▸ BRANO DELLA PAGINA
::::::::

Gli alfa e betabloccanti inibiscono il legame della noradrenalina (alfabloccanti) e dell’adrenalina (alfa e betabloccanti) con i recettori alfa e beta (tramite i quali penetrano nelle cellule dove possono esplicare le loro attività biologiche). I primi si usano per curare l’ipertrofia prostatica e l’ipertensione, i secondi per l’ipertensione e le aritmie cardiache. Adrenalina e noradrenalina hanno un effetto generale di stimolo sull’organismo, aumentando lo stato di vigilanza, la glicemia, la risposta allo stress, etc; eppure l’assunzione di alfa e betabloccanti che ne limita l’attività, accanto alla sonnolenza diurna, un sonno disturbato e meno ristoratore.
I broncodilatatori e i decongestionanti nasali contengono spesso principi attivi ad azione eccitante. In primis, troviamo l‘efedrina e la teofillina, sostanze a volta assunte agli onori della cronaca negli scandali legati al doping sportivo. L’insonnia da farmaci è un problema tipico che possono dare. Dipende però dalle dosi assunte e dalla risposta individuale.
Gli antidepressivi, specie gli SSRI (inibitori selettivi della ricaptazione della serotonina) sono un’altra categoria che può provocare insonnia da farmaci. Gli SSRI in particolare non vanno assunti nelle ore serali proprio per questo motivo. Il problema non si manifesta in tutti i pazienti, ma solo nei soggetti predisposti. Perché si abbia questo effetto collaterale ancora oggi non è del tutto chiaro. Ad ogni modo, anche la sospensione della terapia può provocare insonnia.

::::::::

[Voci di dati archiviate]
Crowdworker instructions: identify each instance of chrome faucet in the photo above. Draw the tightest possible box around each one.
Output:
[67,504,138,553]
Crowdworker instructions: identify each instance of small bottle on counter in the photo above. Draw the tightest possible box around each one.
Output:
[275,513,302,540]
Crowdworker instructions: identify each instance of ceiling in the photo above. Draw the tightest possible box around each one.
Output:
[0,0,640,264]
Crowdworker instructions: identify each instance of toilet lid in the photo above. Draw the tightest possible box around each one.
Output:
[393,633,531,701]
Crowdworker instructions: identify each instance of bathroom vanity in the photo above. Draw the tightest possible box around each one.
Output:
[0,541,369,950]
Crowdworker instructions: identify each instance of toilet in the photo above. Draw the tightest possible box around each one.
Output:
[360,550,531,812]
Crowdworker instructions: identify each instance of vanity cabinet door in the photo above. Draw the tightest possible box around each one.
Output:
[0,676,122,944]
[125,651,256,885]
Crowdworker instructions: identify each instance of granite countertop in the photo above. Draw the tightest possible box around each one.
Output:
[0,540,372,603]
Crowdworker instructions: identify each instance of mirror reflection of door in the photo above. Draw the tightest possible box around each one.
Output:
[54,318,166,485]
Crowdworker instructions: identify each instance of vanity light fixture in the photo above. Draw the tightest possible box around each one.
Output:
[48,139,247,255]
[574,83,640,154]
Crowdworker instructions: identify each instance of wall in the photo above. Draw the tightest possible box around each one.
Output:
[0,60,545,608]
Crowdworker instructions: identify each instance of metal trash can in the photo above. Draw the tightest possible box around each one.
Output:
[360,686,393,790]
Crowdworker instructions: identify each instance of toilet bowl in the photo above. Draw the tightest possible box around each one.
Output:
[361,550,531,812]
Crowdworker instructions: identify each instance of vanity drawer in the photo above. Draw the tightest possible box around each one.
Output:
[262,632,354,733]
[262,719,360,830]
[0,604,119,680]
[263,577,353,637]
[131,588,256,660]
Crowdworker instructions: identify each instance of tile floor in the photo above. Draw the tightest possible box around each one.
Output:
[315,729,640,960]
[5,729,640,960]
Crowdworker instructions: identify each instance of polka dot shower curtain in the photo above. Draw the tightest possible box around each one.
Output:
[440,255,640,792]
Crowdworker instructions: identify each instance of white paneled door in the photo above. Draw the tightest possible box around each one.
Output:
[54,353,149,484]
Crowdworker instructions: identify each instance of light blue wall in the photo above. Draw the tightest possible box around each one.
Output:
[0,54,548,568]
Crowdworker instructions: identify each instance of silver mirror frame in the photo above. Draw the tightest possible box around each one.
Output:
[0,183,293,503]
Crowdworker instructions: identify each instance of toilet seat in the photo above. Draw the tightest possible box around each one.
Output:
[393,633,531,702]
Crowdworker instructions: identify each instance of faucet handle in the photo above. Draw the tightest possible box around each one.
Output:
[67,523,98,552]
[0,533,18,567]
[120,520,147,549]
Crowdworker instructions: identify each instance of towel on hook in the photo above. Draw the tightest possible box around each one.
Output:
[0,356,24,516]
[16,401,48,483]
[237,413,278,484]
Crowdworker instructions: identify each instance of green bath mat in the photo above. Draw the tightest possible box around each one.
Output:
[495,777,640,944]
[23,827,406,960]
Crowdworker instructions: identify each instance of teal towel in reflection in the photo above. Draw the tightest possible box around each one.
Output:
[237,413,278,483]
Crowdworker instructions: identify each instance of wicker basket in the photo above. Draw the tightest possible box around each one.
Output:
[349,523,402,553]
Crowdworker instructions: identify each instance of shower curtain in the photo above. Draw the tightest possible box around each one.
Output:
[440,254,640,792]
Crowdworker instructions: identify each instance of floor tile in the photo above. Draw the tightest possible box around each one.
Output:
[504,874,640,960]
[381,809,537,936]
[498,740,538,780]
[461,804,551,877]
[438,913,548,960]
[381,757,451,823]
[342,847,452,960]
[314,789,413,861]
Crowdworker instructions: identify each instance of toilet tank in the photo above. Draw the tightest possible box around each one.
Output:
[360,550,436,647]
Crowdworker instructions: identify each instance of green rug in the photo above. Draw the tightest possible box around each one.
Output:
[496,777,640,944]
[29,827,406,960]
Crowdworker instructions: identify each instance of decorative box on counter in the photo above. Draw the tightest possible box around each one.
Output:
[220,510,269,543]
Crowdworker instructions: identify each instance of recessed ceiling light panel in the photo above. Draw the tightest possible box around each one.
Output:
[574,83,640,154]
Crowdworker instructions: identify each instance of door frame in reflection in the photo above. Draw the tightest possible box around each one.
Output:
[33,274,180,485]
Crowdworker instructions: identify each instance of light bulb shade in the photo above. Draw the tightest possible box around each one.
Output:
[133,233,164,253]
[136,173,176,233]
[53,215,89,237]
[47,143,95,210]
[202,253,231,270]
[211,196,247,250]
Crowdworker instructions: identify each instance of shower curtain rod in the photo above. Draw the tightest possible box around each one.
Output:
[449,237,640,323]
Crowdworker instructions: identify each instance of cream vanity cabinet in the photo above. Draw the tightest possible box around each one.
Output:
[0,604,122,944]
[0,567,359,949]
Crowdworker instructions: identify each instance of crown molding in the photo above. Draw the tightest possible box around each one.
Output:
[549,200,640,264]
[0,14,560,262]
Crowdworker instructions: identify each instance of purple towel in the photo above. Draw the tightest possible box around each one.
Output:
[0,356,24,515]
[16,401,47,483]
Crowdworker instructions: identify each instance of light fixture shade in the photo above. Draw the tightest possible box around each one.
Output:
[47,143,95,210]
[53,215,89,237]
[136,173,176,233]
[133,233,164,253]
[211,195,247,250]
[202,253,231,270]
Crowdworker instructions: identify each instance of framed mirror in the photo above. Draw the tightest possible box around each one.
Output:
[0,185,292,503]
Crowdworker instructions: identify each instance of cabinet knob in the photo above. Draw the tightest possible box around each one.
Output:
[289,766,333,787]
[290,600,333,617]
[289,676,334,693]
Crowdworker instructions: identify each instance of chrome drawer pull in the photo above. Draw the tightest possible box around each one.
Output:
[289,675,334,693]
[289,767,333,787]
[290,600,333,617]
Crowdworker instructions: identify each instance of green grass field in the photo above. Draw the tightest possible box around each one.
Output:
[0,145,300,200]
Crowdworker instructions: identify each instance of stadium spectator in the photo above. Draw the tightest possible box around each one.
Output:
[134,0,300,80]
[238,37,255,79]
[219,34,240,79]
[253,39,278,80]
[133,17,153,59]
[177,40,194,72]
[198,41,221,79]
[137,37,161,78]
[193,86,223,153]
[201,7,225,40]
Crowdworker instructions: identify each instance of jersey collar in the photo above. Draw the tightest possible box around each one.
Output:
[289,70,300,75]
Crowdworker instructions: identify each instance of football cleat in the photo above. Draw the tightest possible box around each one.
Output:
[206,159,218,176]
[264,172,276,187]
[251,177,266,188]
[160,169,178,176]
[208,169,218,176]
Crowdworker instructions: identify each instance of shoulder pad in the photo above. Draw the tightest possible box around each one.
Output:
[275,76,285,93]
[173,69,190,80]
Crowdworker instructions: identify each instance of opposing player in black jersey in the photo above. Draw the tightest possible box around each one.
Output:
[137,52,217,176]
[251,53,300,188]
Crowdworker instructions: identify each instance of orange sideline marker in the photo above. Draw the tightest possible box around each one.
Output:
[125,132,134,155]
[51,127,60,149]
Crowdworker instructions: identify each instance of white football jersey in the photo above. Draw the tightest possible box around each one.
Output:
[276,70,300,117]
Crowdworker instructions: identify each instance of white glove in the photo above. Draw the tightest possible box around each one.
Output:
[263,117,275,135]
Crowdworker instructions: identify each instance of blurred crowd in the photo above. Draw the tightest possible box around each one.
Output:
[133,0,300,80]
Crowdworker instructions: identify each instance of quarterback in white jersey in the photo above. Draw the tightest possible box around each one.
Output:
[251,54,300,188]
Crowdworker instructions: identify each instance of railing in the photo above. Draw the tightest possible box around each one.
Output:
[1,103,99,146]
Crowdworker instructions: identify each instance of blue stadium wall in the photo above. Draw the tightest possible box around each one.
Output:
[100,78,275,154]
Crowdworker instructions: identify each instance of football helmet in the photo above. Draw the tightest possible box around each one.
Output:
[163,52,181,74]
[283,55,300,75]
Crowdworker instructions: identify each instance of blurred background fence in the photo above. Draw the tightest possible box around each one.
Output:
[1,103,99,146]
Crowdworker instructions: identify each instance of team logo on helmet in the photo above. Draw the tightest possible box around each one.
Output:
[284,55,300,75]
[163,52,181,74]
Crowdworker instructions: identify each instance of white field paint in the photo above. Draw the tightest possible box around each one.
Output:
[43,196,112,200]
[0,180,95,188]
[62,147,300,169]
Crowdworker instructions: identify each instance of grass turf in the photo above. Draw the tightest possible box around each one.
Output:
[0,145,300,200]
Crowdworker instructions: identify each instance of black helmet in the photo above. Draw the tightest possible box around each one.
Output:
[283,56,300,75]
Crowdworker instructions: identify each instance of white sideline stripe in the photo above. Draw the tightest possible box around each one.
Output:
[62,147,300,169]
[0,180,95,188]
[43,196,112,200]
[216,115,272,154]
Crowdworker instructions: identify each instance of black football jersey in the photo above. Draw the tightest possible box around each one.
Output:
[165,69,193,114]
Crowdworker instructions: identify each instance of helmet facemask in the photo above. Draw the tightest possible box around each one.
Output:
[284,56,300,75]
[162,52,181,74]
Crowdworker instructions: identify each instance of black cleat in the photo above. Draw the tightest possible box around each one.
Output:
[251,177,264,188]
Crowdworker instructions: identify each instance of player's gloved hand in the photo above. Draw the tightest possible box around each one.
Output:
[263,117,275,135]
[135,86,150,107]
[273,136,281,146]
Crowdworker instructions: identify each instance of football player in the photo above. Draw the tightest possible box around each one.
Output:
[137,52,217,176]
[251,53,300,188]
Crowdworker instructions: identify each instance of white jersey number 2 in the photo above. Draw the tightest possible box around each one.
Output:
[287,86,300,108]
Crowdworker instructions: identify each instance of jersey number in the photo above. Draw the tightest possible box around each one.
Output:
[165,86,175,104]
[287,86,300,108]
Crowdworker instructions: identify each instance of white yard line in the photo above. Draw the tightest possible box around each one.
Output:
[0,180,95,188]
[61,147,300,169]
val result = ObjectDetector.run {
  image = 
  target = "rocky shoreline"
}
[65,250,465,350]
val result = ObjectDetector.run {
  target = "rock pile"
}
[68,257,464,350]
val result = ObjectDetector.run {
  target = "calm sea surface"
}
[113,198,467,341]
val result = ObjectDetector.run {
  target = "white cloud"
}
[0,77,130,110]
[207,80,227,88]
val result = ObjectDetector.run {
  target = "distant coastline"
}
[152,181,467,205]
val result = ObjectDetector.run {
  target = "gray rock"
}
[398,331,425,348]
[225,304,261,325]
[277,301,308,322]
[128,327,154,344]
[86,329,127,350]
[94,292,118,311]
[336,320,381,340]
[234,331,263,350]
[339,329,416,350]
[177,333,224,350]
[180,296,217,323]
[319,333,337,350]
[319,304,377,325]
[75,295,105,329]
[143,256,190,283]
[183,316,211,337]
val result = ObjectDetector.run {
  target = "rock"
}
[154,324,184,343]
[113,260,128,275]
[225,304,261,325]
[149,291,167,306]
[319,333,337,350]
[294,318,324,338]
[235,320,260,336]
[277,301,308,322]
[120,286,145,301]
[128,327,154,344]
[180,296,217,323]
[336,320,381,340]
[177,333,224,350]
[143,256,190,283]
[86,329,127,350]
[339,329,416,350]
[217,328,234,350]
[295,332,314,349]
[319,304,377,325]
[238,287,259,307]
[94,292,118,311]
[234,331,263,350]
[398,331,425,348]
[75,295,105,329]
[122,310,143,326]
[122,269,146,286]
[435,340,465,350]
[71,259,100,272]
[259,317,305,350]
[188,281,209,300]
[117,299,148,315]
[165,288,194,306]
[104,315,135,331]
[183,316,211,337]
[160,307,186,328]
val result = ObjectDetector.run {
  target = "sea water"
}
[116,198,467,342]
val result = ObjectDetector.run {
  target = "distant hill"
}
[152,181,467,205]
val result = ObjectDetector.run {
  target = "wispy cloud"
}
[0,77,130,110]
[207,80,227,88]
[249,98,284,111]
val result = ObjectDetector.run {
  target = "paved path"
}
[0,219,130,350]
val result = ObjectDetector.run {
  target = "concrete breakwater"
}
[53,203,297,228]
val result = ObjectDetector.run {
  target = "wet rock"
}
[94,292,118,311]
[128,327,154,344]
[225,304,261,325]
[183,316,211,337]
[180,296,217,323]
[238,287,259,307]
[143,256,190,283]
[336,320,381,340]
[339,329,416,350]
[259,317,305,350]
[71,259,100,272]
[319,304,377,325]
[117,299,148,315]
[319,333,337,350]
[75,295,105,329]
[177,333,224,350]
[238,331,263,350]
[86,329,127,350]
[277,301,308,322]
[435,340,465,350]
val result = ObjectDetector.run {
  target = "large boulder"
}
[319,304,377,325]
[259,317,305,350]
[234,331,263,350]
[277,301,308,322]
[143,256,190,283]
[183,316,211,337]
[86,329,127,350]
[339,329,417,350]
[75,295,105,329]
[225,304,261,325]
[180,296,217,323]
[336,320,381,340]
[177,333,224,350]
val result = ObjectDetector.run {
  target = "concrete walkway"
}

::::::::

▸ CONSEGNA 1
Elenca i disturbi che, secondo il brano sull'insonnia da farmaci, si curano con gli alfabloccanti o con gli alfa e betabloccanti.
▸ CONSEGNA 2
Riporta senza modifiche il passo del brano sull'insonnia da farmaci che parte da "Gli alfa e betabloccanti" e arriva fino a "e meno ristoratore.".
▸ CONSEGNA 3
Rispondi alle domande seguenti in base al brano sull'insonnia da farmaci.
(a) Quali principi attivi ad azione eccitante si trovano in primo luogo nei broncodilatatori e nei decongestionanti nasali?
(b) In quali ore della giornata non vanno assunti gli SSRI?
(c) Oltre all'assunzione, che cosa può provocare insonnia nella terapia con antidepressivi?

▸ RISPOSTA SCRITTA 1
- ipertrofia prostatica
- ipertensione
- aritmie cardiache

▸ RISPOSTA SCRITTA 2
Gli alfa e betabloccanti inibiscono il legame della noradrenalina (alfabloccanti) e dell’adrenalina (alfa e betabloccanti) con i recettori alfa e beta (tramite i quali penetrano nelle cellule dove possono esplicare le loro attività biologiche). I primi si usano per curare l’ipertrofia prostatica e l’ipertensione, i secondi per l’ipertensione e le aritmie cardiache. Adrenalina e noradrenalina hanno un effetto generale di stimolo sull’organismo, aumentando lo stato di vigilanza, la glicemia, la risposta allo stress, etc; eppure l’assunzione di alfa e betabloccanti che ne limita l’attività, accanto alla sonnolenza diurna, un sonno disturbato e meno ristoratore.

▸ RISPOSTA SCRITTA 3
(a) L'efedrina e la teofillina.
(b) Nelle ore serali.
(c) La sospensione della terapia.